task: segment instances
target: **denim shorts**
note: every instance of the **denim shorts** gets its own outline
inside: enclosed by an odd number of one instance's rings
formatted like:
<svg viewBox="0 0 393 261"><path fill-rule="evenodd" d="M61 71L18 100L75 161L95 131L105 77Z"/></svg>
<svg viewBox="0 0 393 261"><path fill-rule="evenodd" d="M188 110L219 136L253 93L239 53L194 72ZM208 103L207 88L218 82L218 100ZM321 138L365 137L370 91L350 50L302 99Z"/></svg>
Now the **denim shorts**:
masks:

Work to complete:
Rewrite the material above as a numbered list with one item per line, and leave out any blank lines.

Solution to this exercise:
1. task: segment instances
2. target: **denim shorts**
3. note: every instance of the **denim shorts** gets its own outline
4. inside: enclosed by an odd number of one instance's rings
5. formatted like:
6. <svg viewBox="0 0 393 261"><path fill-rule="evenodd" d="M61 71L18 100L75 161L95 131L105 77Z"/></svg>
7. <svg viewBox="0 0 393 261"><path fill-rule="evenodd" d="M188 110L219 136L253 93L239 53L194 72ZM208 103L207 88L218 82L218 100ZM321 138L365 137L370 91L350 50L302 99Z"/></svg>
8. Now the **denim shorts**:
9. masks:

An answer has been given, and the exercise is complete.